Supplied records |
══════════
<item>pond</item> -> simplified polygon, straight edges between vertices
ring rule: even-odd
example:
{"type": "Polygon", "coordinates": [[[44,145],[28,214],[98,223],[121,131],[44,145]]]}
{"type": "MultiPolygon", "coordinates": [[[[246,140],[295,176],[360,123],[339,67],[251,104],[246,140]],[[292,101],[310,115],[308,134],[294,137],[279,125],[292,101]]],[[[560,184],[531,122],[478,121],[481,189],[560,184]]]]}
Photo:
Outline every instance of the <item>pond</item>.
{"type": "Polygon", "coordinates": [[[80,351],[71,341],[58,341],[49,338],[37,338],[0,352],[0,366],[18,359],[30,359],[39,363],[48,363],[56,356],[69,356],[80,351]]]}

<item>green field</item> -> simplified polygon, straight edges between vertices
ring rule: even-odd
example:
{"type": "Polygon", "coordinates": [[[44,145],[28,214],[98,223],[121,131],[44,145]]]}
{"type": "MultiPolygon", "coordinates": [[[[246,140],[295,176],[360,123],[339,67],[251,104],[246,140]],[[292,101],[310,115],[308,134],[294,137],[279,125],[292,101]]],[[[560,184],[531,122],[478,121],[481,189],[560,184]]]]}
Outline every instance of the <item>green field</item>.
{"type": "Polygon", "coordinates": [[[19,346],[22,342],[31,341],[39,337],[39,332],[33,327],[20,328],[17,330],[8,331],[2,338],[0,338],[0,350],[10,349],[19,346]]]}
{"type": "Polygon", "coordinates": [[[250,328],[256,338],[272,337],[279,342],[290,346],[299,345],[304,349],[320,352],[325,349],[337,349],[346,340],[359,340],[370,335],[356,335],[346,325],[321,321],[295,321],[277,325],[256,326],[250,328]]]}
══════════
To be done | Update the rows above by replacing every occurrence of "simplified polygon" with "coarse polygon", leaving everything else unchanged.

Solution to the exercise |
<item>pond</item> -> coarse polygon, straight edges between vertices
ring rule: even-odd
example:
{"type": "Polygon", "coordinates": [[[44,145],[28,214],[98,223],[121,131],[44,145]]]}
{"type": "MultiPolygon", "coordinates": [[[[246,140],[295,176],[360,123],[339,67],[251,104],[246,140]],[[292,101],[310,115],[308,134],[294,137],[279,125],[292,101]]],[[[560,184],[531,122],[478,121],[481,189],[560,184]]]]}
Photo:
Outline every instance of the <item>pond</item>.
{"type": "Polygon", "coordinates": [[[80,351],[71,341],[58,341],[49,338],[37,338],[0,352],[0,366],[18,359],[30,359],[39,363],[48,363],[56,356],[69,356],[80,351]]]}

<item>green field</item> -> coarse polygon, straight edges between vertices
ring rule: even-odd
example:
{"type": "Polygon", "coordinates": [[[44,145],[28,214],[98,223],[121,131],[44,145]]]}
{"type": "MultiPolygon", "coordinates": [[[[246,140],[295,176],[360,123],[339,67],[251,104],[246,140]],[[292,101],[310,115],[308,134],[294,137],[279,125],[292,101]]],[[[560,184],[531,122],[478,121],[481,189],[560,184]]]]}
Outline every instance of the <item>green field</item>.
{"type": "Polygon", "coordinates": [[[19,346],[22,342],[31,341],[39,337],[39,332],[33,327],[20,328],[17,330],[8,331],[2,338],[0,338],[0,350],[10,349],[19,346]]]}
{"type": "Polygon", "coordinates": [[[250,328],[256,338],[272,337],[279,342],[290,346],[299,345],[304,349],[320,352],[325,349],[337,349],[346,340],[359,340],[370,335],[356,335],[346,325],[321,321],[295,321],[277,325],[256,326],[250,328]]]}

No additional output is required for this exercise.